● **Exercise directions**
Please reproduce the entries exactly, skipping each picture.

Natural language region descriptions
--- --- ---

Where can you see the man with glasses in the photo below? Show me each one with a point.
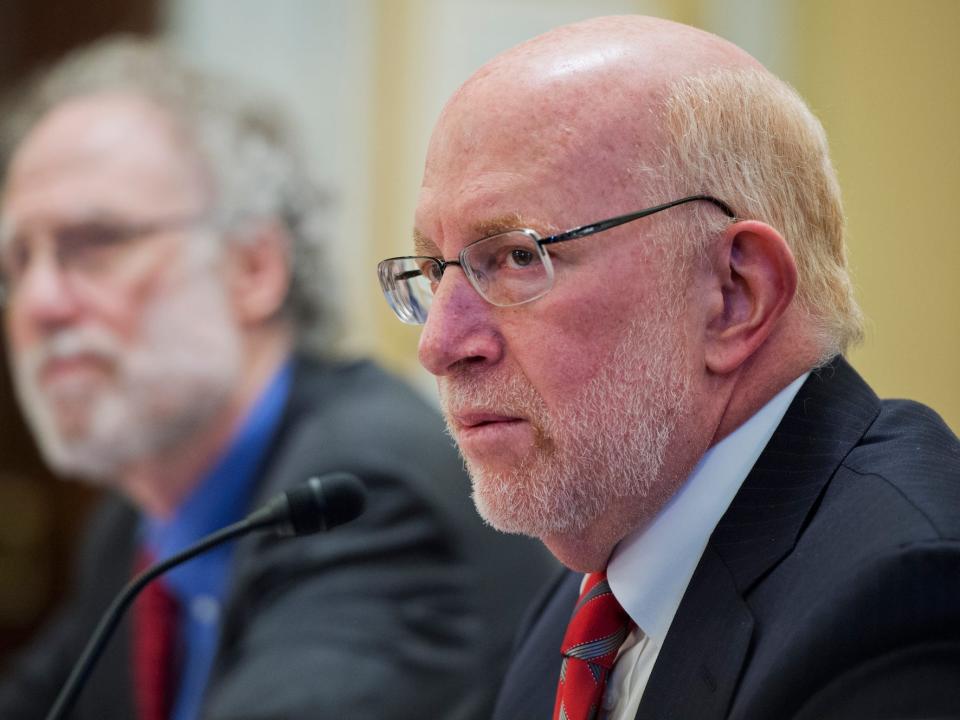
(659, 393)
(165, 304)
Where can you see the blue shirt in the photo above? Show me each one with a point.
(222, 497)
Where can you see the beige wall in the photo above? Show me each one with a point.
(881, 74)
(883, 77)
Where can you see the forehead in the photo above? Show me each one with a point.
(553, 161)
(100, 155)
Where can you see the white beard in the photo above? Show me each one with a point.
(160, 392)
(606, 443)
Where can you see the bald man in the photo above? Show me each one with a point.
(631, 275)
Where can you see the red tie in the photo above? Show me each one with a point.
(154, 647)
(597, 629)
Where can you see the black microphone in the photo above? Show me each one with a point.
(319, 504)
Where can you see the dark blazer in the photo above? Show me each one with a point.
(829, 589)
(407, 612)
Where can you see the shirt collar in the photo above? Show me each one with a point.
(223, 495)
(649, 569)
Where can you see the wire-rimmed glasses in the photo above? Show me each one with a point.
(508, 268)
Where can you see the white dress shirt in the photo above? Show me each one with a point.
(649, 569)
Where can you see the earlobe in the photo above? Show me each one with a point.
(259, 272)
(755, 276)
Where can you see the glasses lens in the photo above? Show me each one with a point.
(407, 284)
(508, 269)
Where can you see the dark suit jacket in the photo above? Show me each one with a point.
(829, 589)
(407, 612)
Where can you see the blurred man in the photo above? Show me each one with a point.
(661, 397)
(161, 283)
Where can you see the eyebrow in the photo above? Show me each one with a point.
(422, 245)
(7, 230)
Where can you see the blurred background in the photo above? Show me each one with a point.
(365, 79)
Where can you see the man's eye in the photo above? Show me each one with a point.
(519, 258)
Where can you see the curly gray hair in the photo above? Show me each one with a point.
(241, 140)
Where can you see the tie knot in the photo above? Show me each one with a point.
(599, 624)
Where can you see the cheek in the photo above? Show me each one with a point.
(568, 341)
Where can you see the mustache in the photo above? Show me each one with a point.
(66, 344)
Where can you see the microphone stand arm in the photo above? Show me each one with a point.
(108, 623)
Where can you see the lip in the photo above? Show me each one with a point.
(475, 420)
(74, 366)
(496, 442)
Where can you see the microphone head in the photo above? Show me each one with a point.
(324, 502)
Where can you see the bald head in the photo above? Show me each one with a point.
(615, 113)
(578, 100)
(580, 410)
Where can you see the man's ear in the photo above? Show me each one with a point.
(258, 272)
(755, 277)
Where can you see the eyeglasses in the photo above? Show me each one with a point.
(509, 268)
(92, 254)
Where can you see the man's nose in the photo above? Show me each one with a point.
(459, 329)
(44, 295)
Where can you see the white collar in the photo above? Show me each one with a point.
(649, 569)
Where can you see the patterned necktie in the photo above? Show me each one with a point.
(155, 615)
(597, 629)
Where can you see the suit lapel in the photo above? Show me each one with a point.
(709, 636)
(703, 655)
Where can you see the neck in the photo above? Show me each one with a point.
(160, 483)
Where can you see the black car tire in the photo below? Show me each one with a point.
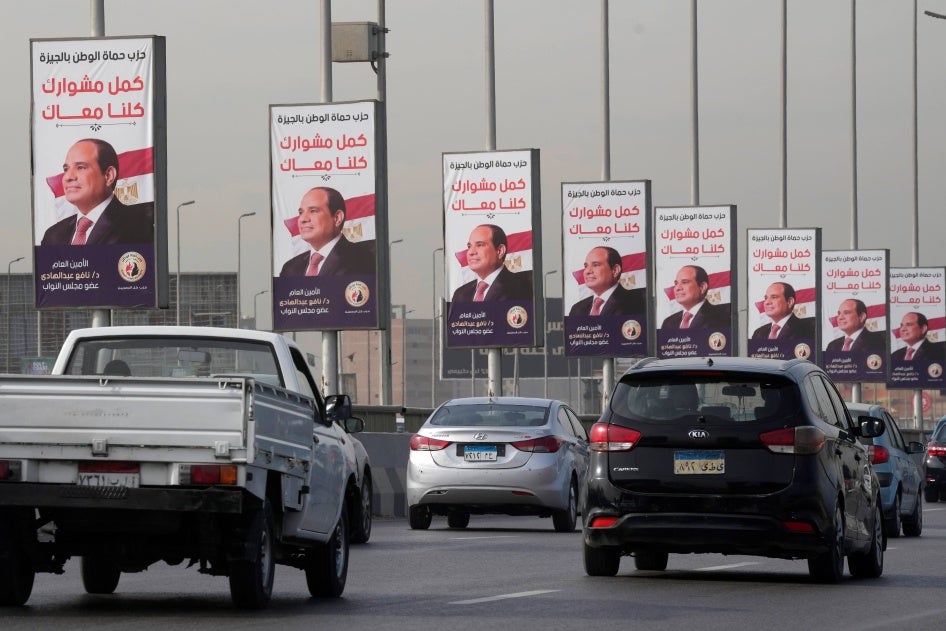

--- --- ---

● **The answer**
Where can you see the man with glasses in the photo below? Show me each one with a point.
(659, 393)
(165, 304)
Where can you see the blue shirt in the photo above? Show me each one with a point.
(222, 497)
Where can you see the beige wall in the photo above? Show me each one with a point.
(881, 74)
(883, 77)
Where can you see the forehead in the photo above? Show me each one with a point.
(553, 161)
(100, 155)
Where can you see the white beard in the photo above? Show me each one with a point.
(160, 392)
(606, 443)
Where can you see the bald man in the photo above? Show me each one with a point.
(631, 275)
Where can you see the red tie in the photo above? Show me each one with a point.
(154, 647)
(597, 629)
Where can you see the black microphone in the photo above? Show me each one with a point.
(319, 504)
Where can you see the dark blazer in the photo above? Show me each one with a point.
(829, 589)
(407, 612)
Where can you see the shirt collar in the photo above? Show me each one with a point.
(223, 495)
(649, 569)
Where can you see the wire-rimmed glasses in the photo above? Show me each one with a point.
(508, 268)
Where can you see the white dress shirt in the photo above? Show me each one with a point.
(649, 569)
Where can you see the earlobe in the photo above? Show me each one with a point.
(259, 272)
(755, 276)
Where can you see the glasses lens in the photo above? Show me each one with a point.
(407, 284)
(508, 269)
Where can you see the dark suit jacket in the photo above? Show me each one with a point.
(829, 589)
(407, 612)
Where can you see the blurred man in the photo above? Show me each one with a point.
(661, 397)
(161, 283)
Where can you see the eyebrow in the photo above? Show me each one with a point.
(422, 245)
(7, 230)
Where can you see the blurred background in the photo above? Show me each one with a point.
(365, 79)
Where can you see the man's eye in the photo above? Show me each one with a point.
(519, 258)
Where can you see the curly gray hair in the photo above? Show me each one with a point.
(241, 140)
Where can you see the tie knot in the photo above? Show me each one with a point.
(599, 624)
Where can you see the cheek in the photo above? Show me each one with a point.
(568, 341)
Where can you see the mustache in the photo above? Show me each one with a point.
(66, 344)
Where can you see the microphone stand arm in the photo above? Show me each one with a point.
(108, 623)
Where can you see the lip in the photo above? Show me each one with a point.
(475, 420)
(74, 366)
(496, 442)
Where can you see the microphone head in the photo above? Show me each one with a point.
(324, 502)
Where can you see the bald head in the photo above? Show me each one with a point.
(615, 113)
(578, 100)
(580, 410)
Where can you see the man's ear in the photo above? Show me each one with a point.
(258, 272)
(755, 277)
Where can you see the eyeglasses in the photo above? Show me each one with a point.
(509, 268)
(92, 254)
Where can you see the man's nose in the photo above? Show me each one with a point.
(459, 329)
(44, 295)
Where can you see the white collar in the photo above? Show me each one with a point.
(649, 569)
Where can you see the patterned necktie in the photo above? Show me each one with a point.
(155, 615)
(597, 629)
Where can you see the suit lapel in the photo above? Show me each one with a point.
(709, 636)
(703, 655)
Where can you see the neck in the photo above? Show me each one with a point.
(160, 483)
Where can you see the black car tire in the photo below? Show me each one with a point.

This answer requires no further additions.